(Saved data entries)
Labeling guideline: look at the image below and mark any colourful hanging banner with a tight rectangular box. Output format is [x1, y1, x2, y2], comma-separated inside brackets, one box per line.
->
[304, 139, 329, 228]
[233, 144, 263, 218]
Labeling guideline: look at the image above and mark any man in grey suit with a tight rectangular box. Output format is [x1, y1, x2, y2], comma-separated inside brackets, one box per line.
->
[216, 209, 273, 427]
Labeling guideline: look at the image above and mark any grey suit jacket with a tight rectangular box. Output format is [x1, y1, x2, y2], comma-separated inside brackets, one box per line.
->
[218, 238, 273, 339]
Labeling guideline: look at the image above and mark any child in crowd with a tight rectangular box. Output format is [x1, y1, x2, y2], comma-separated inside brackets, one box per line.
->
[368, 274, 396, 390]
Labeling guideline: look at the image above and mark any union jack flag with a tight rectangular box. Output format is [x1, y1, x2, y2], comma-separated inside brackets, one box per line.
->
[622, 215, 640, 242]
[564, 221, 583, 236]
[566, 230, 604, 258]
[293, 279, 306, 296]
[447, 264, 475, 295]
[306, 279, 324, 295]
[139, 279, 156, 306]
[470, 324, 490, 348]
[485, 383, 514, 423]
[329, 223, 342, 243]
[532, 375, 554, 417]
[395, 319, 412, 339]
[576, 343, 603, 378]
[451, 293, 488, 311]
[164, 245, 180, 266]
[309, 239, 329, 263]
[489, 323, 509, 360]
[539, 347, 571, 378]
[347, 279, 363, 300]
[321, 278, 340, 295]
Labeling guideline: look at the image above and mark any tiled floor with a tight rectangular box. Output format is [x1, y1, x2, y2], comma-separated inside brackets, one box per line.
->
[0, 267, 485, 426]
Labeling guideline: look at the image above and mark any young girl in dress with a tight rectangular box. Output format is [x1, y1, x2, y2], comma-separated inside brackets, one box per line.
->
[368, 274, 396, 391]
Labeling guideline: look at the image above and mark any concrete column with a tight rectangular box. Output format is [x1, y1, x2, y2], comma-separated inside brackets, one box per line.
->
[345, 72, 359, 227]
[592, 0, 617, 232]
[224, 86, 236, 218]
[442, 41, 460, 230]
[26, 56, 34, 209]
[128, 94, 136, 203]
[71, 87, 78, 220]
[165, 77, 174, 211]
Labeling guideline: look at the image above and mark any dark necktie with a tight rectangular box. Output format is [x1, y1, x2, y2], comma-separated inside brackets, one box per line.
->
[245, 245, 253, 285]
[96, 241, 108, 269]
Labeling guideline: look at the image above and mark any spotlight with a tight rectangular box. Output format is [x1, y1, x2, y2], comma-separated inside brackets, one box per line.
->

● REQUIREMENT
The data should be written out again in full, exactly as it stands.

● OUTPUT FOR THIS TASK
Labeling guideline: look at the image below and mark any colourful hanging banner with a tight rectangular box. Output format is [x1, y1, x2, y2], comma-separated inside brackets, one box per line.
->
[304, 139, 329, 228]
[233, 144, 263, 218]
Labeling guideline: look at the image above and mark any man in grey suit with a tight rectangular box. Output format is [x1, y1, x2, y2], comma-separated inside brackets, one box per line.
->
[216, 209, 273, 427]
Labeling guideline: look at the image above and mark any grey suit jacket with a tight rectangular box. Output format is [x1, y1, x2, y2], comma-separated inside brackets, one box per line.
->
[218, 238, 273, 339]
Labeling guideline: look at the image above and mark any child in crowd with a tight rectangular box. Output format is [x1, y1, x2, y2], comma-separated inside brackets, one box per line.
->
[368, 274, 396, 390]
Labeling guideline: look at the image above and mark any union jack flag with a tight rectangular box. Output format is [x1, y1, x2, y2], comma-separated inside brackets, one box per line.
->
[622, 215, 640, 242]
[564, 221, 583, 236]
[566, 230, 604, 258]
[293, 279, 306, 296]
[447, 264, 475, 295]
[306, 279, 324, 295]
[139, 279, 156, 306]
[470, 324, 490, 348]
[485, 383, 514, 423]
[329, 223, 342, 243]
[532, 375, 554, 417]
[395, 319, 412, 339]
[576, 343, 603, 378]
[451, 293, 488, 311]
[164, 245, 180, 266]
[309, 239, 329, 263]
[489, 323, 509, 360]
[539, 347, 571, 378]
[347, 279, 363, 300]
[321, 278, 340, 295]
Labeling guideline: look at the image above and mark any tiled floor with a tight rectangular box. Output format is [x1, y1, x2, y2], comma-separated inside brackets, one box per line.
->
[0, 267, 485, 426]
Labeling guideline: look at the image above and mark any young girl in dress with a tight rectangular box. Output format is [x1, y1, x2, y2], comma-separated inside brackets, one box per line.
->
[368, 274, 396, 391]
Labeling guideline: look at the image above and mark any concrete column with a tight rectangular box. Output format is [x1, y1, x2, y2], comma-separated inside brackets, one box per line.
->
[345, 72, 359, 227]
[592, 0, 617, 232]
[224, 86, 236, 218]
[442, 41, 460, 230]
[26, 56, 34, 209]
[128, 94, 136, 203]
[71, 87, 78, 220]
[165, 77, 174, 211]
Labeling guideline: look at the image above and mark any dark necktie with a tight rectangular box. Output format is [x1, y1, x2, y2], comma-separated inside brackets, one box per line.
->
[245, 245, 253, 285]
[96, 241, 108, 269]
Labeling guideline: look at the image above and mark any spotlight with a tight rectangular box. Output format is [x1, y1, x2, y2], comma-separated inside brackets, one box per line.
->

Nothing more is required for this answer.